━━━ Source records

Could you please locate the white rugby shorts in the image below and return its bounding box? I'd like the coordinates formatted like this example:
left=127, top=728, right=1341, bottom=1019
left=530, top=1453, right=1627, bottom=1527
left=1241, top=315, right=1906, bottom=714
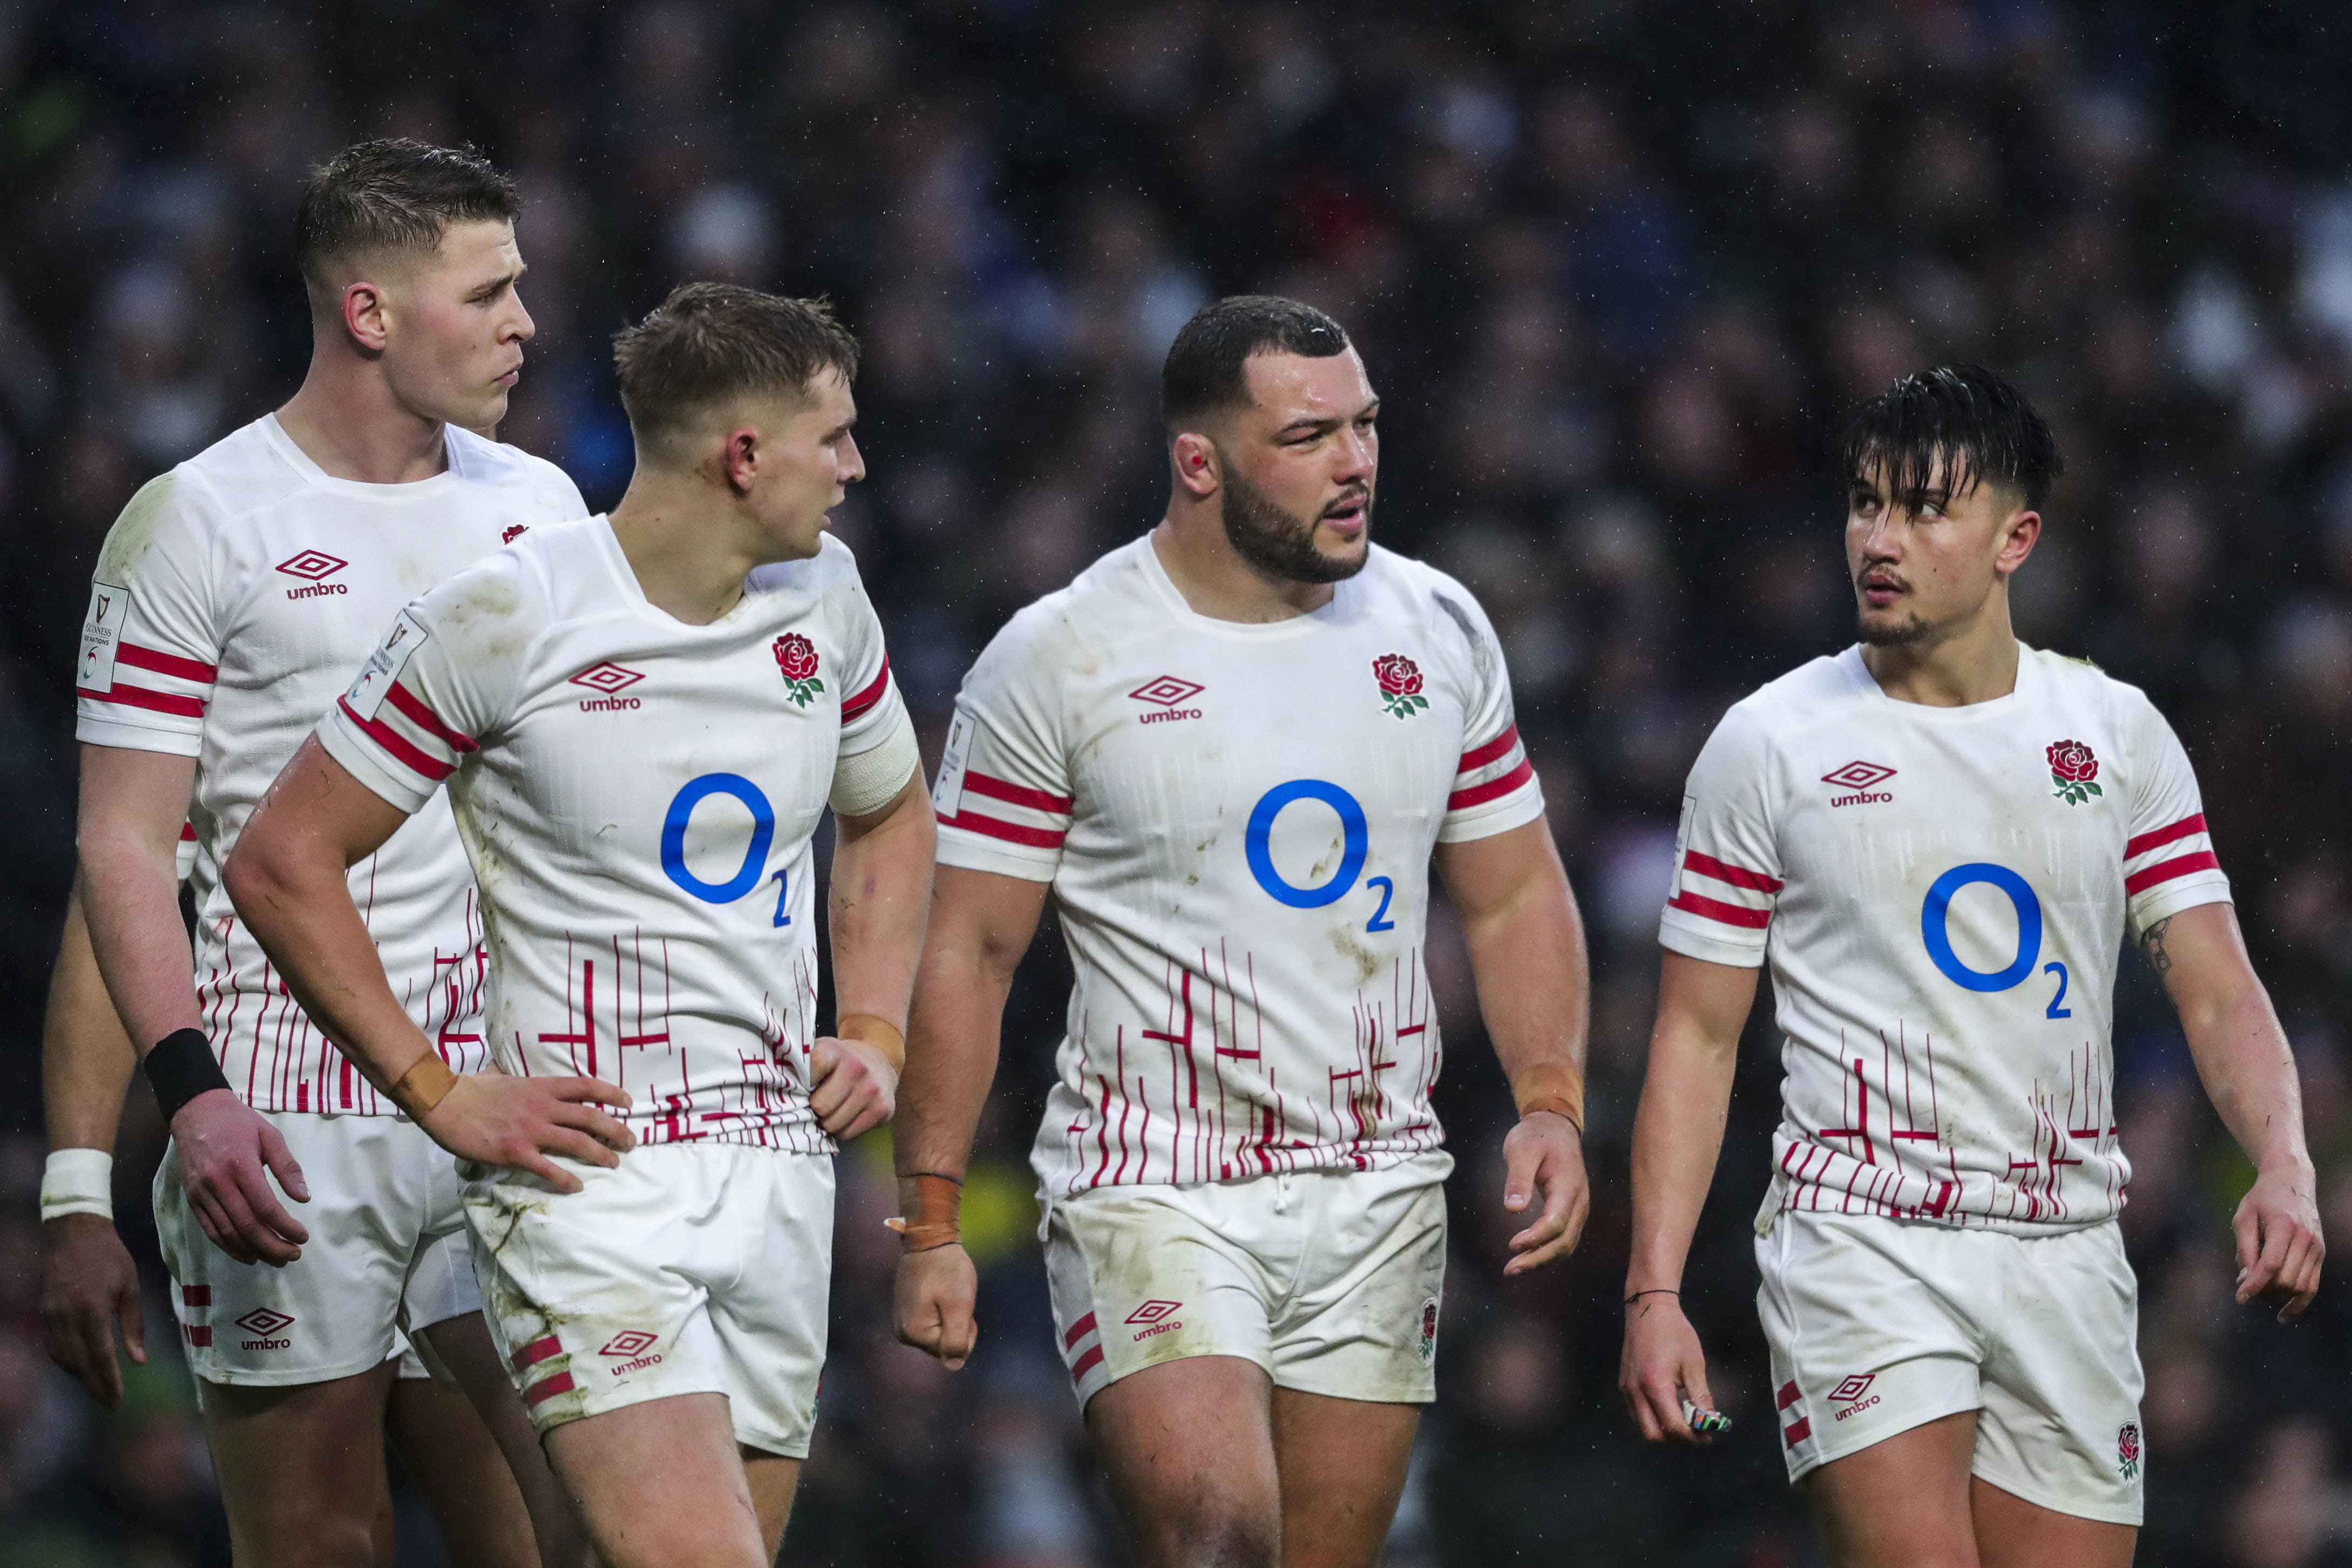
left=1758, top=1210, right=2145, bottom=1525
left=464, top=1144, right=832, bottom=1457
left=157, top=1110, right=481, bottom=1387
left=1045, top=1153, right=1450, bottom=1410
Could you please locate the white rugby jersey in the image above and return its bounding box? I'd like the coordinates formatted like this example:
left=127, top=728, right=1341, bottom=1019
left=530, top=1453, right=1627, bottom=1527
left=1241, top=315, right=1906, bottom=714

━━━━━━

Activity => An exact transcription of the records above is needed, with no pictures included.

Solution to this task =>
Could you please locate the white rugby shorts in the image below and return its bounding box? I'd like the coordinates formatted like this example:
left=127, top=728, right=1341, bottom=1019
left=530, top=1453, right=1627, bottom=1527
left=1241, top=315, right=1906, bottom=714
left=1758, top=1210, right=2145, bottom=1525
left=464, top=1144, right=832, bottom=1457
left=157, top=1110, right=481, bottom=1387
left=1045, top=1153, right=1450, bottom=1410
Could you please locate the white rugby jersey in the image above and return its bounding box? I'd like the coordinates formatted like this example:
left=127, top=728, right=1341, bottom=1019
left=530, top=1453, right=1627, bottom=1527
left=1241, top=315, right=1906, bottom=714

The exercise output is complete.